Problem to work on:
Copy the records below word for word, leaving out the pictures.

Listed entries:

-------------------------

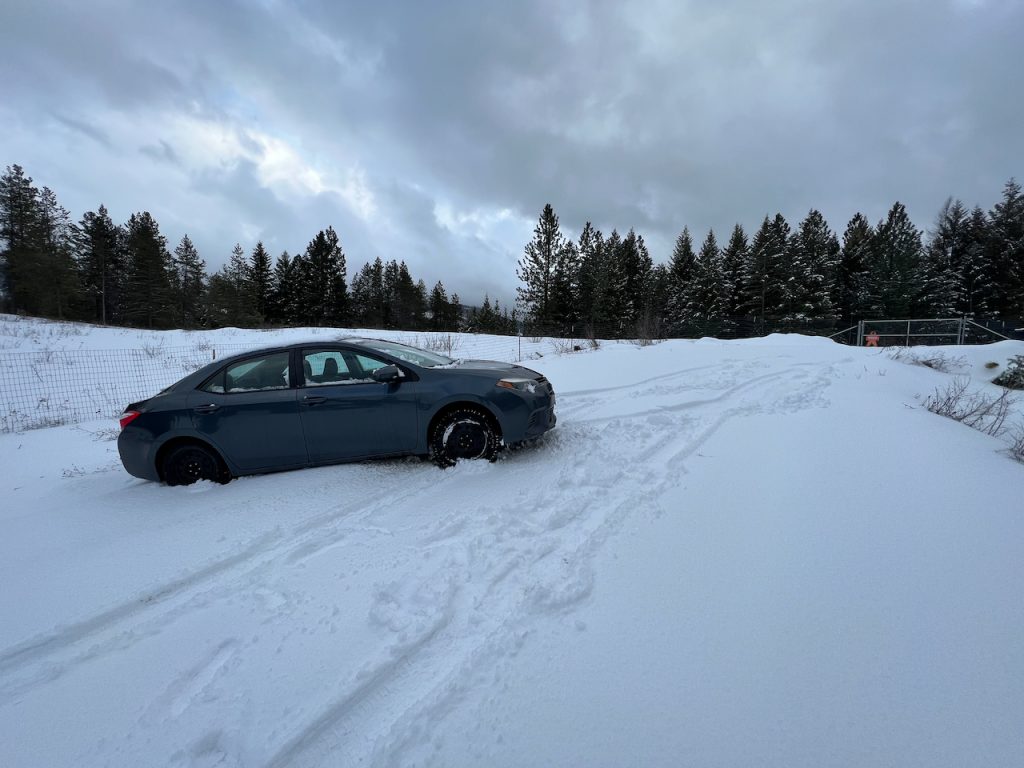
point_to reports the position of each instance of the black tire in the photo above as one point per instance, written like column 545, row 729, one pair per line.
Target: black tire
column 462, row 433
column 186, row 464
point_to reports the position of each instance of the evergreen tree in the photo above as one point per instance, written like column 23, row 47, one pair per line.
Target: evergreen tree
column 565, row 288
column 101, row 265
column 37, row 260
column 658, row 293
column 813, row 260
column 285, row 290
column 1006, row 253
column 537, row 270
column 706, row 292
column 593, row 278
column 896, row 257
column 148, row 301
column 681, row 267
column 59, row 293
column 943, row 263
column 853, row 298
column 634, row 265
column 260, row 281
column 613, row 299
column 324, row 291
column 734, row 256
column 189, row 285
column 18, row 217
column 764, row 273
column 230, row 295
column 977, row 287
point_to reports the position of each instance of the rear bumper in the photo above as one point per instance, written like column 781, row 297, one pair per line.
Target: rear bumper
column 135, row 446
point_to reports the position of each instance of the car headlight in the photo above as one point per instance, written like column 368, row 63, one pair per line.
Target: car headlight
column 523, row 385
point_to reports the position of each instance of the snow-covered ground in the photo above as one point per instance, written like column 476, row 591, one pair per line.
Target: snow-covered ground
column 761, row 552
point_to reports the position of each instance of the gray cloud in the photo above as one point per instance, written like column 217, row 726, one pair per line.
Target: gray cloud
column 649, row 115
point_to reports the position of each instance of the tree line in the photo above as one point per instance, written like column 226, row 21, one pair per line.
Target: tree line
column 98, row 270
column 970, row 263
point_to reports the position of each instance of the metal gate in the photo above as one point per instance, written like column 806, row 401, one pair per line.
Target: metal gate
column 887, row 333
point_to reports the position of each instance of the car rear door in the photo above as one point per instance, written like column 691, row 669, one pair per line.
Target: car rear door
column 250, row 412
column 346, row 414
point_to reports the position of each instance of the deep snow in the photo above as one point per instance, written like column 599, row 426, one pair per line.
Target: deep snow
column 762, row 552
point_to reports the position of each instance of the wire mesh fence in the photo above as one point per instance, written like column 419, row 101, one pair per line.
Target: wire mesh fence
column 50, row 387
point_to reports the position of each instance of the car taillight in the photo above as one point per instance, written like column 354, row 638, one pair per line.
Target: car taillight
column 128, row 417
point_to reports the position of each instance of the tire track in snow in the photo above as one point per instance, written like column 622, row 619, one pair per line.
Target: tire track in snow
column 48, row 656
column 545, row 568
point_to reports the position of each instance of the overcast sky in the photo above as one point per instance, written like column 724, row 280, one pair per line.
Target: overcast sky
column 435, row 132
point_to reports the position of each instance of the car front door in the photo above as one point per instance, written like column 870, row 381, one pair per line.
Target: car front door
column 348, row 415
column 250, row 412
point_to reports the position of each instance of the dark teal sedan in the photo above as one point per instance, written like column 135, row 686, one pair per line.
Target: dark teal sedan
column 322, row 402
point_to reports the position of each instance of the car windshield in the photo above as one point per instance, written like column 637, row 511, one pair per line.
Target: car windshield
column 403, row 352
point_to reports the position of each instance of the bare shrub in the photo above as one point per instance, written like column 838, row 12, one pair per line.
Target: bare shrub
column 442, row 343
column 935, row 360
column 565, row 346
column 1017, row 446
column 153, row 349
column 1013, row 377
column 985, row 413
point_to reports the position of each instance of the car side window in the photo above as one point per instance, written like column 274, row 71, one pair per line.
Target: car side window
column 252, row 375
column 325, row 367
column 369, row 365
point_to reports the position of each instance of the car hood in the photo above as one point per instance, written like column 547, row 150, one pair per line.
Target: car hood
column 495, row 366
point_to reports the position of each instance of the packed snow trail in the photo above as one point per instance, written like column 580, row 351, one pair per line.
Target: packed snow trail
column 349, row 615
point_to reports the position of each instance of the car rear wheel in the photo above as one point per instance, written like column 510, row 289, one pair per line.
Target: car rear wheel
column 186, row 464
column 463, row 433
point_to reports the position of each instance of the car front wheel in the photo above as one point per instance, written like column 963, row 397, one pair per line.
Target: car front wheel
column 463, row 433
column 186, row 464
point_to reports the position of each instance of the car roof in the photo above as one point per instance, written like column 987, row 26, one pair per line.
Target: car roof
column 357, row 340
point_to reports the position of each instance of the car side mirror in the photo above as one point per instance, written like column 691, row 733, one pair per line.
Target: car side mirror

-------------------------

Complete response:
point_to reports the position of each instance of the black tire in the photo above as one point per instance, written like column 545, row 729, one pair per line.
Target: black tire
column 462, row 433
column 186, row 464
point_to reports the position of each instance of the evergreen tree in the photo above as one point per instance, written like column 23, row 47, one pair per line.
Target: evergreen tree
column 565, row 288
column 101, row 265
column 37, row 260
column 658, row 293
column 813, row 260
column 285, row 290
column 1006, row 253
column 537, row 270
column 706, row 292
column 593, row 278
column 896, row 257
column 148, row 301
column 681, row 267
column 59, row 293
column 943, row 263
column 853, row 298
column 634, row 265
column 260, row 281
column 613, row 299
column 324, row 291
column 734, row 256
column 189, row 285
column 18, row 217
column 764, row 273
column 230, row 295
column 977, row 287
point_to reports the position of each instance of the rear bumper in the photo above as one point per instance, written like column 781, row 297, one pair per line.
Target: rear bumper
column 135, row 446
point_to reports the position of each instance of the car headlight in the photo above as one point per instance, written like column 368, row 63, one pair per line.
Target: car headlight
column 523, row 385
point_to reports the position of each instance of the snow-covered ground in the photo above as one point per instance, written like column 476, row 591, one pair per line.
Target: snow-covered ground
column 761, row 552
point_to reports the position of each instance of the gray cloud in the photo above as one point per instance, written like column 217, row 726, one pair per line.
Target: gray cloud
column 649, row 115
point_to reports the position of each instance of the tree line in the photo above as one point per instance, written like column 226, row 21, one pair per line.
Target: tree line
column 98, row 270
column 970, row 263
point_to reports the position of each instance of the metal gate in the photo above as one point per instance, written like column 806, row 401, one pair per line.
Target: metal gate
column 887, row 333
point_to reports the position of each instance of the car rear door in the photo above as one point per instance, written like column 691, row 669, one pair per line.
Target: car rear door
column 250, row 412
column 346, row 414
point_to reports the position of each instance of the deep snow in the photo above as one point per instance, written like column 599, row 426, one pair per line.
Target: deep snow
column 762, row 552
point_to reports the position of each instance of the wire mesh fence in the photo above as one point per instance, written like column 419, row 101, one pair per line.
Target: wire mesh fence
column 50, row 387
point_to reports the position of each instance of the car taillight in the photo above as one point per instance, written like column 354, row 638, one pair per line.
Target: car taillight
column 128, row 417
point_to reports the position of each instance of the tire track in snow in the photo above as one point per instance, written like column 622, row 619, one pair per line.
Target: tire track in snow
column 48, row 656
column 545, row 568
point_to reports the position of each instance of the overcast sky in the photo above as one point per instance, written like column 724, row 280, one pair per line.
Target: overcast sky
column 435, row 132
point_to reports the position of each instance of the car front door in the photo above as one point per instance, written like column 870, row 381, one pair per line.
Target: car front door
column 348, row 415
column 250, row 412
point_to reports the position of each instance of the dark teal sedan in the photo above as one point per instance, written like column 135, row 686, one pair per line.
Target: dark teal sedan
column 322, row 402
point_to reports the position of each instance of the car windshield in the photo above as one point per instance, written like column 637, row 511, one pair per line.
Target: car windshield
column 403, row 352
point_to reports the position of each instance of the bare shrub in the photo above as one point per instance, written like column 838, row 12, one pair per line.
Target: bare shrub
column 442, row 343
column 935, row 360
column 565, row 346
column 1017, row 446
column 153, row 349
column 1013, row 377
column 985, row 413
point_to reports the position of each instance of the car side window in the photo above as one point per instance, written like column 274, row 71, one pair per line.
Target: car side window
column 252, row 375
column 325, row 367
column 369, row 365
point_to reports the position of each instance of the car hood in the photo above as one point per instance, written like column 547, row 150, one pair per line.
Target: car hood
column 495, row 366
point_to reports the position of each instance of the packed snow trail in the photo above as one point per instance, written like column 580, row 351, one pair per line.
Target: packed snow trail
column 349, row 615
point_to reports the position of each instance of the car rear wheel in the photo above as one point per instance, written like column 510, row 289, one pair per line.
Target: car rear wheel
column 186, row 464
column 463, row 433
point_to reports the position of each instance of the car front wheel in the photo above as one point per instance, written like column 963, row 397, one pair per line.
Target: car front wheel
column 463, row 433
column 186, row 464
point_to reports the position of each instance of the car roof in the photo above as one point per instance, written like column 987, row 26, one pair per line.
Target: car roof
column 357, row 340
point_to reports the position of each instance of the car side mirror in the photo above as one point per instance, written like column 691, row 733, one pair per line.
Target: car side mirror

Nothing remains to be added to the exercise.